Records from a data source »
####

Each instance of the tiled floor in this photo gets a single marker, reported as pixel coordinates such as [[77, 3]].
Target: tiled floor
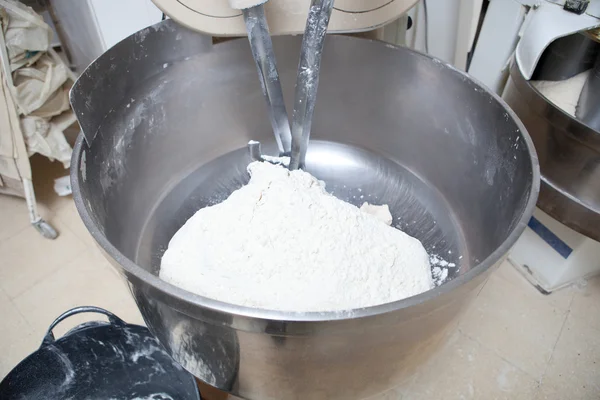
[[512, 343]]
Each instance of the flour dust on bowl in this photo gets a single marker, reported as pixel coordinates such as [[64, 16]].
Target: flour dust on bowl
[[165, 134]]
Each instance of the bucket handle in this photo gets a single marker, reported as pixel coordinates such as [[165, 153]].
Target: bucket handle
[[113, 319]]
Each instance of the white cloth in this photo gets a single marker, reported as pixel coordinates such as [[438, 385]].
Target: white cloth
[[25, 32]]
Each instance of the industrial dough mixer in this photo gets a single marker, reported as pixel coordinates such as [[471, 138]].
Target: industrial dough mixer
[[168, 116]]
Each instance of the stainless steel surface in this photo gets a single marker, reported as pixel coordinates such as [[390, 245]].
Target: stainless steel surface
[[544, 24], [262, 51], [307, 81], [456, 167], [566, 57], [254, 150], [588, 107], [569, 155]]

####

Exercise details » Each entry above should be restated word for word, though no picture may appear in the copy.

Task solution »
Each instance of the tiled floor in this photo gets a single marker, reported as pixel coordinates such as [[77, 3]].
Target: tiled floor
[[512, 343]]
Each instance of the flour dust on bowl in this photo gets a single marker, reported as pixel coordinates such as [[64, 16]].
Target: flour dust on bowl
[[165, 134]]
Each instance of the bucket handle in this photo gets a single marker, reported as pixel coordinates such as [[165, 153]].
Target: bucket handle
[[113, 319]]
Each instance of the white cloth in this photo gets a single marker, reported as pixel coordinates such as [[438, 385]].
Target: white cloth
[[25, 32]]
Each instance of the industrial dough mixer in this photo gets a single marker, reported as pixel coordinates such as [[471, 138]].
Target: industrial dough mixer
[[168, 116]]
Each instance of the stainless steel surface in this photo gets a single marker, reported as pixel coordinates such as [[390, 245]].
Target: stainless steel surface
[[544, 24], [262, 51], [307, 81], [456, 167], [566, 57], [254, 150], [588, 107], [569, 155]]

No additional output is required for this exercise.